-- WHAT IS NEEDED --
What is needed here is an exact copy of every record below.

-- SOURCE DATA --
- Opening Delimiter -

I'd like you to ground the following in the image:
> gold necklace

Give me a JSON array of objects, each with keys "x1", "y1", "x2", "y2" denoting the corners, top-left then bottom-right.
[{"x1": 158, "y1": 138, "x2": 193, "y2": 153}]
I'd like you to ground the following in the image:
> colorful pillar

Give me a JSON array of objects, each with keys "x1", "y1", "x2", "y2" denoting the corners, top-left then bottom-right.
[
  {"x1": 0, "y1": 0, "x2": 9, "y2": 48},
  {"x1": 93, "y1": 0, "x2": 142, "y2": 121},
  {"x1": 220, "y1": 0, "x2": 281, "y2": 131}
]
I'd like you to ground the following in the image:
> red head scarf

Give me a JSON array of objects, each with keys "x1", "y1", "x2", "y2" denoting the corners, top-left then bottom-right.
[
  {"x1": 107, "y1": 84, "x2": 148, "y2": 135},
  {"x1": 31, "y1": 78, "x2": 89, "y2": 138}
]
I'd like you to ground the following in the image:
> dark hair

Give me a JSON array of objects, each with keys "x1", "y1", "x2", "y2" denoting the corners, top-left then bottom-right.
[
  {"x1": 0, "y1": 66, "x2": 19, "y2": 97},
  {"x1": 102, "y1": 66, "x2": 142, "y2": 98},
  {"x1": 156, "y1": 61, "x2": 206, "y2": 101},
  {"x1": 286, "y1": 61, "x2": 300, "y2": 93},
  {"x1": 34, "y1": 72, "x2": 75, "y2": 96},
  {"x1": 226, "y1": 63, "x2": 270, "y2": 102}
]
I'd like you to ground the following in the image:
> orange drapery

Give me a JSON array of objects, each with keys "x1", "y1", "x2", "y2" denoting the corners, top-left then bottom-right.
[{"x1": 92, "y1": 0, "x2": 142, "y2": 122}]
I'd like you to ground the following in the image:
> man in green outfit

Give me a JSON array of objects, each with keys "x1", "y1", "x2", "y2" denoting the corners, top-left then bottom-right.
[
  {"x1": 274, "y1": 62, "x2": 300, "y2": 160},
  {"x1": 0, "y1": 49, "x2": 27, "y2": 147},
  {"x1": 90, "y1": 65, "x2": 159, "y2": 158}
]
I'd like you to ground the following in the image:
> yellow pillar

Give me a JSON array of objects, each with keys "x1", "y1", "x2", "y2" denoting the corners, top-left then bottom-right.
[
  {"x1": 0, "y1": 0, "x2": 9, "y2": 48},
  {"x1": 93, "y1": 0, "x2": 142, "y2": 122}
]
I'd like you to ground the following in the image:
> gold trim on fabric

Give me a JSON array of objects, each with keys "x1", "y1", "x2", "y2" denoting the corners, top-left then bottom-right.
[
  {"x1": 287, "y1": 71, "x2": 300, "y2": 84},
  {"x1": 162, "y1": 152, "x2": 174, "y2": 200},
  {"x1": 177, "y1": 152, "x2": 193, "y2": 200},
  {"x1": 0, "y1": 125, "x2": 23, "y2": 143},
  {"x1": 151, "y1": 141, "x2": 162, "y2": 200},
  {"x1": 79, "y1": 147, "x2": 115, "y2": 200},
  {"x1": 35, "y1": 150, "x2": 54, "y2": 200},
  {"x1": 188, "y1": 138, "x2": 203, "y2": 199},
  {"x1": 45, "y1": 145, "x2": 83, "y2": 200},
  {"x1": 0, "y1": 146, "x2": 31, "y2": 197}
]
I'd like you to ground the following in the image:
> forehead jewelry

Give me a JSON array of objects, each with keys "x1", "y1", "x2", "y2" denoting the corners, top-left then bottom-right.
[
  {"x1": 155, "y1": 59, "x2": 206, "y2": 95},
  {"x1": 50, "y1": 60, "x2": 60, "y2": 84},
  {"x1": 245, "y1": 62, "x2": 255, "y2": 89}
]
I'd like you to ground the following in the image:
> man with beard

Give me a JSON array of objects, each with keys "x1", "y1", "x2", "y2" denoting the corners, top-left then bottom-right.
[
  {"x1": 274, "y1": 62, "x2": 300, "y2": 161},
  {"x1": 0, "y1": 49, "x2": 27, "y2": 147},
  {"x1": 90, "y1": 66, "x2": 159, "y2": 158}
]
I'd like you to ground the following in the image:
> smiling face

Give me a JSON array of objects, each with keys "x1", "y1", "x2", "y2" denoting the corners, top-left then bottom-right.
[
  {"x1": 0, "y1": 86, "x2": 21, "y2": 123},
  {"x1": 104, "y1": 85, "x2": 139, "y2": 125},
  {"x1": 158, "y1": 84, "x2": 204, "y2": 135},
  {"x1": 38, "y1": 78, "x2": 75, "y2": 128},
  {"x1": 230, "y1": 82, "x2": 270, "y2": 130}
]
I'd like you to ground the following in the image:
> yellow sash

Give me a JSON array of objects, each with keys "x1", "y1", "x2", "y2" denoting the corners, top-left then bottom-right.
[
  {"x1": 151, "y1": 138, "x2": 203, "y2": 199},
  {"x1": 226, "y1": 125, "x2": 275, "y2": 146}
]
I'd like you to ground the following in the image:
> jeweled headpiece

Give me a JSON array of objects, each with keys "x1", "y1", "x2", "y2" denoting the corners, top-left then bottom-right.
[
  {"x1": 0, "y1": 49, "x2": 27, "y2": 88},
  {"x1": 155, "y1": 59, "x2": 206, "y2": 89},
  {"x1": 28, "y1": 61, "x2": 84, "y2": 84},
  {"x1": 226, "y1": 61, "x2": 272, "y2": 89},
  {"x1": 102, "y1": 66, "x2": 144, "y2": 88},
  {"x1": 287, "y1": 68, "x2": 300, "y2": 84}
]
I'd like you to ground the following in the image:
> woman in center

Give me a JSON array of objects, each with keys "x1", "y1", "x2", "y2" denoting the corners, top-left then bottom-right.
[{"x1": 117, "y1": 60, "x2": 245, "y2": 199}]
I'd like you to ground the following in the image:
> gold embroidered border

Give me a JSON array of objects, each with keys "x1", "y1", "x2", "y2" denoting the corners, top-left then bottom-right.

- Closing Delimiter -

-- WRITTEN ANSWER --
I'd like you to ground the following in the image:
> gold necklace

Give me a JSON array of objects, each with keys "x1", "y1", "x2", "y2" denoting the corners, top-left then bottom-right.
[{"x1": 158, "y1": 138, "x2": 193, "y2": 153}]
I'd like you to ground the following in the image:
> colorful pillar

Give me a JSON array of objects, each with keys "x1", "y1", "x2", "y2" denoting the corners, top-left then bottom-right.
[
  {"x1": 0, "y1": 0, "x2": 9, "y2": 48},
  {"x1": 93, "y1": 0, "x2": 142, "y2": 121},
  {"x1": 220, "y1": 0, "x2": 281, "y2": 131}
]
I'd like you to ground the following in the image:
> red head scarf

Give me a JSON array of objects, each with keys "x1", "y1", "x2", "y2" denoting the corners, top-left then bottom-right.
[
  {"x1": 107, "y1": 84, "x2": 148, "y2": 135},
  {"x1": 31, "y1": 78, "x2": 89, "y2": 138}
]
I'd like you to ground the following in the image:
> dark hair

Give me a JSON array of objects, each with keys "x1", "y1", "x2", "y2" denoting the corners, top-left then bottom-right.
[
  {"x1": 0, "y1": 66, "x2": 19, "y2": 97},
  {"x1": 102, "y1": 66, "x2": 142, "y2": 98},
  {"x1": 156, "y1": 61, "x2": 206, "y2": 101},
  {"x1": 286, "y1": 61, "x2": 300, "y2": 93},
  {"x1": 34, "y1": 72, "x2": 75, "y2": 96},
  {"x1": 226, "y1": 63, "x2": 270, "y2": 102}
]
I'd like you to ground the following in the image:
> orange drapery

Give me a JSON array of objects, each with keys "x1", "y1", "x2", "y2" denoting the corners, top-left then bottom-right.
[{"x1": 92, "y1": 0, "x2": 142, "y2": 122}]
I'd like you to ground the following in the image:
> man in green outfit

Give me a JSON array of objects, each with keys "x1", "y1", "x2", "y2" denoting the corners, top-left then bottom-right.
[
  {"x1": 274, "y1": 62, "x2": 300, "y2": 160},
  {"x1": 0, "y1": 49, "x2": 27, "y2": 147},
  {"x1": 90, "y1": 65, "x2": 159, "y2": 158}
]
I'd like you to ground the following in the image:
> yellow pillar

Give me a JSON array of objects, each with keys "x1", "y1", "x2", "y2" denoting the corners, top-left then bottom-right.
[
  {"x1": 0, "y1": 0, "x2": 9, "y2": 48},
  {"x1": 93, "y1": 0, "x2": 142, "y2": 122}
]
I'd like you to ground the following in the image:
> gold trim on fabric

Give me a JSON array of objects, each with keys "x1", "y1", "x2", "y2" denoting the corners, top-left then bottom-right.
[
  {"x1": 287, "y1": 71, "x2": 300, "y2": 84},
  {"x1": 162, "y1": 152, "x2": 174, "y2": 200},
  {"x1": 177, "y1": 152, "x2": 193, "y2": 200},
  {"x1": 0, "y1": 125, "x2": 23, "y2": 143},
  {"x1": 151, "y1": 141, "x2": 162, "y2": 200},
  {"x1": 79, "y1": 147, "x2": 115, "y2": 200},
  {"x1": 35, "y1": 150, "x2": 54, "y2": 200},
  {"x1": 188, "y1": 138, "x2": 203, "y2": 199},
  {"x1": 45, "y1": 145, "x2": 83, "y2": 200},
  {"x1": 0, "y1": 146, "x2": 31, "y2": 197}
]
I'd like you to ground the following in the image:
> forehead jewelry

Give me a JSON array of objects, each with keys "x1", "y1", "x2", "y2" denoting the corners, top-left then bottom-right.
[
  {"x1": 155, "y1": 59, "x2": 206, "y2": 95},
  {"x1": 50, "y1": 60, "x2": 60, "y2": 84},
  {"x1": 245, "y1": 62, "x2": 255, "y2": 89}
]
I'd like you to ground the following in the image:
> man with beard

Give me a JSON array of objects, each with keys "x1", "y1", "x2", "y2" denoting the corners, top-left then bottom-right.
[
  {"x1": 274, "y1": 62, "x2": 300, "y2": 161},
  {"x1": 0, "y1": 49, "x2": 27, "y2": 147},
  {"x1": 90, "y1": 66, "x2": 159, "y2": 158}
]
I'd like you to ground the following in the image:
> smiling face

Give me a JSON array of objects, each with keys "x1", "y1", "x2", "y2" denoting the corners, top-left then bottom-right.
[
  {"x1": 0, "y1": 86, "x2": 21, "y2": 123},
  {"x1": 104, "y1": 85, "x2": 139, "y2": 125},
  {"x1": 158, "y1": 84, "x2": 204, "y2": 135},
  {"x1": 38, "y1": 78, "x2": 75, "y2": 128},
  {"x1": 230, "y1": 82, "x2": 270, "y2": 130}
]
I'd like you to ground the following in the image:
> yellow sash

Give me a JSON array of objects, each with keys "x1", "y1", "x2", "y2" denoting the corners, top-left then bottom-right.
[
  {"x1": 151, "y1": 138, "x2": 203, "y2": 199},
  {"x1": 226, "y1": 125, "x2": 275, "y2": 146}
]
I'd like you to ground the following in the image:
> jeweled headpiece

Give me a JSON array of objects, each with keys "x1", "y1", "x2", "y2" denoting the corners, top-left then bottom-right.
[
  {"x1": 0, "y1": 49, "x2": 27, "y2": 88},
  {"x1": 155, "y1": 59, "x2": 206, "y2": 89},
  {"x1": 28, "y1": 61, "x2": 84, "y2": 84},
  {"x1": 226, "y1": 61, "x2": 272, "y2": 89},
  {"x1": 102, "y1": 66, "x2": 144, "y2": 88},
  {"x1": 287, "y1": 68, "x2": 300, "y2": 84}
]
I'd like you to ground the following in the image:
> woman in center

Give me a JSON array of objects, each with keys "x1", "y1", "x2", "y2" denoting the corners, top-left then bottom-right.
[{"x1": 117, "y1": 60, "x2": 245, "y2": 199}]
I'd like you to ground the following in the image:
> gold embroidered border

Give me a JSON array of objects, each with keys "x1", "y1", "x2", "y2" denoting the corners, top-left then bottom-right.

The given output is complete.